In [None]:
import scipy as sp
import numpy as np
import pandas as pd
import requests

In [None]:
lat = bike_stations['latitude']
long = bike_stations['longitude']
station_count = len(bike_stations)

# Foursquare

Send a request to Foursquare with a small radius (1000m) for all the bike stations in your city of choice.

For the API request below a reduced radius of 500m was applied. Dublin was chosen as my city and the city centre where the bicycle stations are located is pretty small. A radius of 1000m essentially covers the entire city. As such it wouldn't provide much insight about immediate area surrounding the bicycle stations.

In [None]:
def FSQ_POIs(lat, long):
 #API request fields   
    headers = {"Accept": "application/json"}
    headers['Authorization'] = "fsq3iSSoaBgIJQOOuI1ttXRR7jgaVDhI6ZVEOuZbji/avyE="
    fields = 'name,categories,distance,rating,stats,geocodes,location'
    gps = str(lat) + ',' + str(long)
    url = 'https://api.foursquare.com/v3/places/search?ll='+ gps + '&radius=500&limit=50&fields='+ fields

  #API request 
    FSQ_api_request = requests.get(url, headers=headers)
  
  #Dataframe generation
    FSQ_near_by_json = FSQ_api_request.json()
    FSQ_near_by = pd.json_normalize(FSQ_near_by_json, record_path='results')

  #Addition of unique reference for each bike station  
    gps_series = pd.Series(gps)
    gps_ref_df = gps_series.repeat(len(FSQ_near_by)).to_frame()
    gps_ref_df = gps_ref_df.rename(columns={0:'gps_ref'})
    gps_ref_df = gps_ref_df.reset_index()
    FSQ_near_by = pd.concat([FSQ_near_by, gps_ref_df], axis=1)
    
  #Cleaning
    FSQ_near_by =  FSQ_near_by[['gps_ref','name', 'distance', 'rating', 'stats.total_ratings','categories', 'geocodes.main.latitude', 'geocodes.main.longitude', 'location.formatted_address']]
    FSQ_near_by = FSQ_near_by.rename(columns={'stats.total_ratings':'total_ratings', 'geocodes.main.latitude':'lattitude', 'geocodes.main.longitude':'longitude', 'location.formatted_address':'address'})

> [Extracted records]:

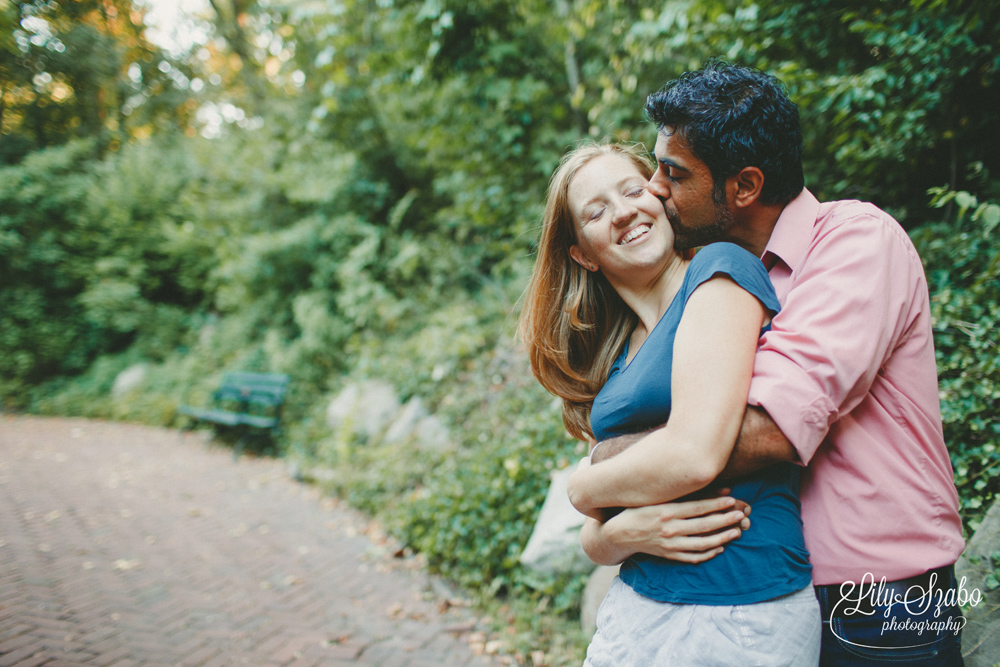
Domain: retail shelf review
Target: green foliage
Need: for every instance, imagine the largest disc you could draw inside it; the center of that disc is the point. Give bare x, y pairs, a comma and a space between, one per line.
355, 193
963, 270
* * *
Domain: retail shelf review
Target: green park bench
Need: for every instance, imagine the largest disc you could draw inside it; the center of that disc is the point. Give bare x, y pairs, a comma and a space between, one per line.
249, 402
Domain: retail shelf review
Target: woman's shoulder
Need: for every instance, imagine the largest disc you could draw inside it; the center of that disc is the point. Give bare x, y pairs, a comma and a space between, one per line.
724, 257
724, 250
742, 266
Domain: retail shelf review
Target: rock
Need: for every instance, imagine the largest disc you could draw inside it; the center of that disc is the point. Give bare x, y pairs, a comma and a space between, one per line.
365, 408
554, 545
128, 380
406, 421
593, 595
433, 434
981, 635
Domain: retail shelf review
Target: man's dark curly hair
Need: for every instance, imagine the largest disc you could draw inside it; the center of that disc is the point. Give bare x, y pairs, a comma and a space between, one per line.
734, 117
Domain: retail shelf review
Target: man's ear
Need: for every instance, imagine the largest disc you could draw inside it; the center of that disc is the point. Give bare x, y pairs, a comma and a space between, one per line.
==
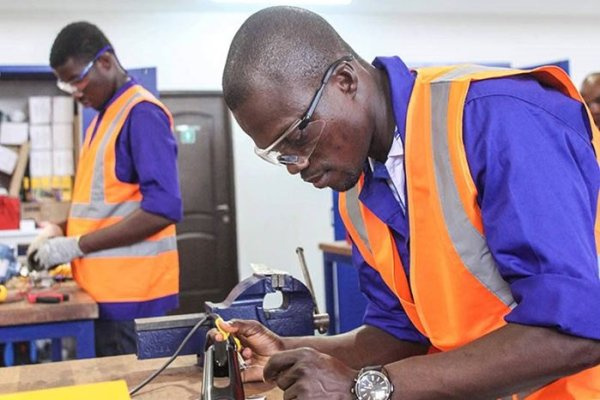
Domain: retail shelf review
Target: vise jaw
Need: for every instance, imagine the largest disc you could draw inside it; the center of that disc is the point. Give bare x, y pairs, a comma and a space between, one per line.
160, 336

> [Problems and tasks]:
[A] Echo the part of the Foursquare notebook that begins with the words "For the API" and ends with the words "the bicycle stations.".
[B] In the Foursquare notebook, which city was chosen for the bike stations?
[C] Go on with the Foursquare bike-station notebook from the point where it stops.
The items have no connection to the notebook on Foursquare searches around bike stations.

> [Answers for this exercise]:
[A]
For the API request below a reduced radius of 500m was applied. Dublin was chosen as my city and the city centre where the bicycle stations are located is pretty small. A radius of 1000m essentially covers the entire city. As such it wouldn't provide much insight about immediate area surrounding the bicycle stations.

[B] Dublin.

[C]
    return FSQ_near_by

#Repeat for all bike stations
FSQ_dfs_list = []
for i in range(station_count):
  poi_df = FSQ_POIs(lat[i], long[i])
  FSQ_dfs_list.append(poi_df)

FSQ_df = x = pd.DataFrame()
x = x = pd.DataFrame()

# concatenate full df object of all stn site data:
for poi_df in FSQ_dfs_list:
    x = pd.concat([FSQ_df, poi_df])
    FSQ_df = x

Parse through the response to get the POI (such as restaurants, bars, etc) details you want (ratings, name, location, etc)

In [None]:
#example filter for 'pub'
FSQ_df['categories'] = FSQ_df['categories'].apply(str)
FSQ_df.loc[FSQ_df['categories'].str.contains("pub", case=False)]

#example filter for 'cafe'
FSQ_df['categories'] = FSQ_df['categories'].apply(str)
FSQ_df.loc[FSQ_df['categories'].str.contains("cafe", case=False)]

Put your parsed results into a DataFrame

For my analysis I created summarised dataframes for each API based on a select number of categories and the attributes of those categories. I then created a unique id for each bike station (gps_ref) and grouped the summaries based on those ids. An example is shown below for 'cafes' near bike stations. There definitely is a more efficient way to achieve this, as you can see below there is a good deal of manipulation of column titles and indexes required.

In [None]:
#Parse out field of interest
FSQ_df['categories'] = FSQ_df['categories'].apply(str)
FSQ_df_cafes = FSQ_df.loc[FSQ_df['categories'].str.contains("cafe", case=False)]
# Create a series for attribut of interest grouped by gps_ref of bike station
FSQ_cafes = FSQ_df_cafes['gps_ref'].value_counts()
FSQ_cafe_rating = FSQ_df_cafes.groupby(['gps_ref'])['rating'].mean()

#Merge results into a dataframe
FSQ_cafe_rating = pd.DataFrame(FSQ_cafe_rating)
FSQ_cafe_rating = FSQ_cafe_rating.reset_index()
FSQ_cafe_rating = FSQ_cafe_rating.rename(columns={'rating':'FSQ_avg_cafe_rating'})
FSQ_cafes = pd.DataFrame(FSQ_cafes)
FSQ_cafes = FSQ_cafes.reset_index()
FSQ_cafes = FSQ_cafes.rename(columns={'index':'gps_ref', 'gps_ref':'FSQ_cafe_count'})

#Repeat above for Pubs
FSQ_pub_count = FSQ_df_pubs['gps_ref'].value_counts()
FSQ_pub_count = pd.DataFrame(FSQ_pub_count)
FSQ_pub_count = FSQ_pub_count.reset_index()
FSQ_pub_count = FSQ_pub_count.rename(columns={'index':'gps_ref', 'gps_ref':'FSQ_pub_count'})
FSQ_pub_rating = FSQ_df_pubs.groupby(['gps_ref'])['rating'].mean()
FSQ_pub_rating = FSQ_pub_rating.reset_index()
FSQ_pub_rating = FSQ_pub_rating.rename(columns={'rating':'FSQ_avg_pub_rating'})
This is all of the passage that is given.